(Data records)
* Begin *
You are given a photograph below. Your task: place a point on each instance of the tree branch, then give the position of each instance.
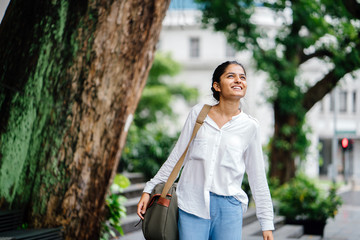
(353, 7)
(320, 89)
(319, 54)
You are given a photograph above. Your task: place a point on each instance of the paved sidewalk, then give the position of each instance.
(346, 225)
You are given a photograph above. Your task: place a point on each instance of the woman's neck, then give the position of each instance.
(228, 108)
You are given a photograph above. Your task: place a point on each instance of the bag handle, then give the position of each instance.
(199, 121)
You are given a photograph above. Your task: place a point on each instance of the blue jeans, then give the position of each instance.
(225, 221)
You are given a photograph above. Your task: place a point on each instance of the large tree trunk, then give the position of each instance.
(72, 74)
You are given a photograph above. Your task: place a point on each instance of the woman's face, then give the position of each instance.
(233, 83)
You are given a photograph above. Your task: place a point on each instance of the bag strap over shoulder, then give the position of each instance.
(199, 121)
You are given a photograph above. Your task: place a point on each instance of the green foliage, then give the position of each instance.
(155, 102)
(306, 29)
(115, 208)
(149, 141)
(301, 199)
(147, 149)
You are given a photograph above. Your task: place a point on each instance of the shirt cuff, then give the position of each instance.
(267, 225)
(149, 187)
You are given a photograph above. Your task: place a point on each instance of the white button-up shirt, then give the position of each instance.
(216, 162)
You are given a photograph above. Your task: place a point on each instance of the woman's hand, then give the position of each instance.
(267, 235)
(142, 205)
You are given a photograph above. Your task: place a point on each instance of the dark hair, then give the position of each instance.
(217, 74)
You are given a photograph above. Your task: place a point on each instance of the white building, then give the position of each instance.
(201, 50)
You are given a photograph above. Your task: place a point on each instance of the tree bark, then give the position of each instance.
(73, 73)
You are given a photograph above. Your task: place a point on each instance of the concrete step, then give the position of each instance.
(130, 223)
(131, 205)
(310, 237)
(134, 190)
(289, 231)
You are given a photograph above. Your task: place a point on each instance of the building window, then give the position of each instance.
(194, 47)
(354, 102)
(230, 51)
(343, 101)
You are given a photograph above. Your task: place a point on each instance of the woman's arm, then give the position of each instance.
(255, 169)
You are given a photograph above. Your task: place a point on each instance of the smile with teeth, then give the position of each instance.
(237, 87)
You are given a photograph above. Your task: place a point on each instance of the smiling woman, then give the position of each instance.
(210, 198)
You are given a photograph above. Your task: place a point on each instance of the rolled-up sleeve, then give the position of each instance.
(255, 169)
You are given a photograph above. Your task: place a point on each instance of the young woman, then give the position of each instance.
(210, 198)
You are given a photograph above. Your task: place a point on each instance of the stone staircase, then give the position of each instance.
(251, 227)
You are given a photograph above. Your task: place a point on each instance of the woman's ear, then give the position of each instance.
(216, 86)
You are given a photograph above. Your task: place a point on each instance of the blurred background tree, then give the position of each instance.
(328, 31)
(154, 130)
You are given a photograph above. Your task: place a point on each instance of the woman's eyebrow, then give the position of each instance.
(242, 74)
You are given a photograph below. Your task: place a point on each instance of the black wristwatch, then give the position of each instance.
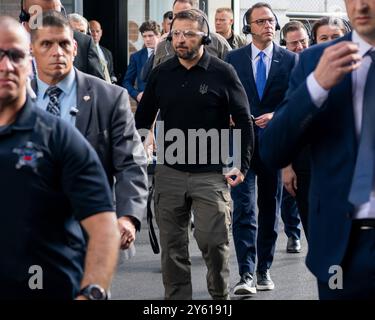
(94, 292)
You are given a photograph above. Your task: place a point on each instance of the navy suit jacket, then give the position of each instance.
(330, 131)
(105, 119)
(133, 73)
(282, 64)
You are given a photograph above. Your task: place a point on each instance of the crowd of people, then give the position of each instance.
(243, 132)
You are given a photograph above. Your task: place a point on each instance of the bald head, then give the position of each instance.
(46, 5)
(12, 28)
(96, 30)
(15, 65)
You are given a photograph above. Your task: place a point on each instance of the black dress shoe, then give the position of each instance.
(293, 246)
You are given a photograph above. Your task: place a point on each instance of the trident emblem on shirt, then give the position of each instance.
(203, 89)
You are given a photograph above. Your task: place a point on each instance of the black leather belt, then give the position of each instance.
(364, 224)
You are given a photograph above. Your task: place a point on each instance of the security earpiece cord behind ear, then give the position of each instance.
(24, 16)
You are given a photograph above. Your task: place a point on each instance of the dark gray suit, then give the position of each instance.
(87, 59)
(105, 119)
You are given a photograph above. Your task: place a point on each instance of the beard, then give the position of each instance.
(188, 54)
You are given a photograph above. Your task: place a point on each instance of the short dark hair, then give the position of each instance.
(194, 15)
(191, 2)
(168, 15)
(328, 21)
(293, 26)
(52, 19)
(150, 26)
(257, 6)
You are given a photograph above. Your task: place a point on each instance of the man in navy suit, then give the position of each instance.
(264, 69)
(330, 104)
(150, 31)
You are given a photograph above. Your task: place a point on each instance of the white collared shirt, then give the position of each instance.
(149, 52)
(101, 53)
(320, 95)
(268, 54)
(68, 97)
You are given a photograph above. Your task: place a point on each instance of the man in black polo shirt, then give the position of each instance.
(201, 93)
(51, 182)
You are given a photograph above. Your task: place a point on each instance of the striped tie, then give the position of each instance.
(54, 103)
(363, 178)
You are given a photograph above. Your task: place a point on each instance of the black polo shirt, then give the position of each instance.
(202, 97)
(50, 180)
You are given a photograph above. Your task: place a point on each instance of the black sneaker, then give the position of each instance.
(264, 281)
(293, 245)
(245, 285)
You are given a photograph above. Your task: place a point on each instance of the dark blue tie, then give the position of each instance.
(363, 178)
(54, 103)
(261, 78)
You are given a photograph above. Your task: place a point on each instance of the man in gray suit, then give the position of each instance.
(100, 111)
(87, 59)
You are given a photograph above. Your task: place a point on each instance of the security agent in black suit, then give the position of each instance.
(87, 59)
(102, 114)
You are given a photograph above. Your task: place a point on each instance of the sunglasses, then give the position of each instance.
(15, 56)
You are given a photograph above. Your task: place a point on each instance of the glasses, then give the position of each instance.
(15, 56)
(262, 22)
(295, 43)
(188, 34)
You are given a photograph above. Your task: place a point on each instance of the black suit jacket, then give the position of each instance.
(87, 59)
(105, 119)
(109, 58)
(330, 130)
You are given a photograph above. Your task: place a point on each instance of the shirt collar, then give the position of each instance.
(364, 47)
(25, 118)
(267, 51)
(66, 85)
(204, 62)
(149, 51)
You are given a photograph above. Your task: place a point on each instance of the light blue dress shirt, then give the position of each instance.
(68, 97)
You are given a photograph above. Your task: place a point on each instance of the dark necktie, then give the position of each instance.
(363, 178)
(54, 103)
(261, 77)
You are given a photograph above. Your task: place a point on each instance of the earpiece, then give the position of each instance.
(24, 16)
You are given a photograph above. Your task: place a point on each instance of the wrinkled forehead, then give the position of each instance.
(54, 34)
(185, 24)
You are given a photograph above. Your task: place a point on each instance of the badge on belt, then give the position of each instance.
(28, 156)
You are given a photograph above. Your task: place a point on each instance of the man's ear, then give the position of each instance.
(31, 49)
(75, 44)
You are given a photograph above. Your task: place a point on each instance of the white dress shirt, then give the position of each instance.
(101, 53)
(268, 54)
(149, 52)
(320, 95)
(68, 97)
* End *
Direction:
Please copy out all the lines above word for word, leaving out the pictures.

Final result:
You are given a photograph below. Your task: place a point on each instance of the tree branch, then give the position of each instance.
(353, 7)
(320, 89)
(319, 54)
You are given a photograph above. Your task: place a point on each instance of the paved sidewalk, then give the position of each instance.
(346, 225)
You are given a photograph above. Your task: place a point on each instance of the woman's neck, then give the position of each instance.
(228, 108)
You are given a photograph above. Your task: place a point on each instance of the bag handle, then give the position of each instance.
(199, 121)
You are given a photograph above. Your task: place a point on each instance of the blue jeans, then give the position of each instance.
(225, 221)
You are given a photograph above. Your task: place a point on each instance of the large tree trunk, then give the position of each instance.
(72, 74)
You are given a photograph above. Your task: place a point on each instance of the woman's face, then give the position of each instance.
(233, 83)
You are given a photograph above. Your task: place a point on each instance of the bag strap over shoulder, then give the position of each instance.
(199, 121)
You are given a photograph above. Your task: place a point on each instance of the green foliage, then give the position of each instance.
(155, 102)
(306, 29)
(115, 208)
(149, 141)
(301, 199)
(147, 149)
You are given a photograph above. Your task: place a point on each instance of the shirt cuff, then give the position of each instance.
(267, 225)
(149, 187)
You are given a photograph above. Your task: place a point on each instance of the white button-up shirt, then give the position of each instance.
(216, 162)
You are given a photograph above. Your task: place a point on each instance of the woman's hand, then give the position of each instance.
(267, 235)
(142, 205)
You are given a photograph above. Your task: place a point on each instance of the dark hair, then give the position of each instance.
(217, 74)
You are given a photograph above. Your task: place a point on each instance of the white building, then give the position of each instance.
(201, 50)
You are given a photograph above. Your task: place a point on each instance of the tree bark, then give the position of each instance.
(73, 73)
You are given a photograph above. Your task: place a point on each instance of the concrete step, then give the position of each instance.
(130, 223)
(131, 205)
(310, 237)
(134, 190)
(289, 231)
You are given a photograph above. Your task: place a point on each instance of the building window, then give the position of each instance.
(194, 47)
(354, 102)
(230, 51)
(343, 101)
You are given a photograph above. Your task: place a point on each instance of the woman's arm, then give the position of each instance.
(255, 169)
You are given a photograph above. Your task: place a point on each instance of the smile with teeth, then give the position of each instance.
(237, 87)
You are given a photograph above. Your task: place a point on each instance of the smiling woman, then give the position of each instance.
(210, 198)
You are given a photograph above. Your task: place a point on each instance of the rolled-up sleeve, then give the position of each instance.
(255, 169)
You are given a photograph above. Your task: place a point on each instance of the young woman, then give the position of each instance.
(210, 198)
You are given a photograph above. Your task: place a point on each instance of the stone staircase, then give the position of each instance.
(251, 227)
You are given a photograph above. Your task: place a point on each instance of the woman's ear, then give the position of each instance.
(216, 86)
You are given a photograph above. Your task: place a point on each instance of the blurred background tree, then give the position of each instance.
(328, 31)
(154, 130)
You are given a photograph above. Your task: place a point on each instance of the woman's eyebrow, then give the position of each instance.
(242, 74)
You are given a photograph below. Your task: place a point on each instance of the black wristwatch, then give the position of each instance.
(94, 292)
You are given a photograph above. Your task: place a point on each instance of the navy suit jacket, then give the position of each instance.
(330, 131)
(105, 119)
(133, 73)
(282, 64)
You are given a photograph above. Your task: place a point on each instance of the crowd of people, then give the position of each instance.
(243, 132)
You are given a photograph above. Your task: place a point on each instance of the bald head, then give the position of each instance.
(46, 5)
(12, 28)
(96, 30)
(15, 65)
You are given a photograph above. Your task: place a point on each instance of the black dress shoe, then give the position of each instance.
(293, 246)
You are given a photograph above. Your task: place a point on each instance of the trident emblem on shirt, then give the position of each instance.
(203, 89)
You are given a photograph above. Your task: place a point on each instance of the black leather belt, then give the position of each instance.
(364, 224)
You are given a photograph above. Your task: place a point on each instance of the security earpiece cord behind ear, then give the position of each instance.
(24, 16)
You are given a photograph above. Your task: place a point on each instance of the dark gray suit, then give the position of each instance.
(87, 59)
(105, 119)
You are given a photograph above. Your task: place a point on each instance of the beard, then give the position of each instance.
(188, 54)
You are given a photograph above. Your task: place a point on each instance of the short dark hair, then give the position of each instance.
(194, 15)
(191, 2)
(168, 15)
(328, 21)
(293, 26)
(52, 19)
(150, 26)
(257, 6)
You are given a photograph above. Your task: place a point on each instance of the man in navy suit, then give the position of each instance.
(264, 69)
(330, 104)
(150, 31)
You are given a photograph above. Your task: place a point on each instance of the white collared shirt, then give the position of each instance.
(149, 52)
(101, 53)
(320, 95)
(268, 54)
(68, 97)
You are given a photograph above. Your task: place a point on each instance of the man in black polo shirt, then give the position of each instance.
(201, 93)
(51, 182)
You are given a photograph above. Your task: place a point on each instance of the striped tie, then give the position of each instance.
(54, 103)
(363, 178)
You are given a photograph above. Your task: place a point on each instance of the black polo shirt, then give the position of each instance.
(202, 97)
(50, 180)
You are given a photograph above. Your task: place a point on each instance of the black sneaker, then give the position of each instance.
(264, 281)
(293, 245)
(245, 285)
You are given a photograph above. Your task: place a point on each instance of the dark blue tie, then give the position of each instance.
(363, 178)
(54, 103)
(261, 78)
You are given a photograph above. Your task: place a point on each instance of the man in gray suit, then give the position of each instance.
(100, 111)
(87, 59)
You are given a photograph above. Your task: place a point on each instance of the security agent in black suit, then give the position of each instance.
(87, 59)
(102, 114)
You are given a photograph above. Your task: place a point on each instance of the sunglasses, then give the position of each instance.
(15, 56)
You are given a photograph above. Your task: place a point on each instance of the glasses, then give the position of each instance.
(15, 56)
(262, 22)
(295, 43)
(188, 34)
You are given a photograph above. Your task: place a point on each instance of the black suit jacket, then give the position of each instance.
(87, 59)
(105, 119)
(109, 58)
(330, 130)
You are given a photograph above. Your task: place a point on each instance of the shirt collar, then give the position of each instance.
(364, 47)
(25, 118)
(267, 51)
(66, 85)
(204, 62)
(149, 51)
You are given a photograph above. Your task: place a point on each instance of the light blue dress shirt, then give the position of each instance.
(68, 97)
You are given a photograph above. Your task: place a point on each instance of the dark necktie, then give the position of each instance.
(363, 178)
(54, 103)
(261, 77)
You are given a photograph above. Your task: place a point on each instance of the earpiece, then give the position of each instance.
(24, 16)
You are given a photograph above. Your task: place a point on each instance of the wrinkled forehead, then give the position of each instance.
(54, 34)
(185, 24)
You are given a photograph above. Your task: place a point on each instance of the badge on belt, then give the position of each instance.
(28, 156)
You are given a photograph above. Your task: place a point on each instance of the man's ear, then give the position of each instance.
(31, 49)
(75, 44)
You are given a photograph above. Your task: place a point on each instance of the white dress shirt, then give the position of each instance.
(101, 53)
(268, 54)
(149, 52)
(320, 95)
(68, 97)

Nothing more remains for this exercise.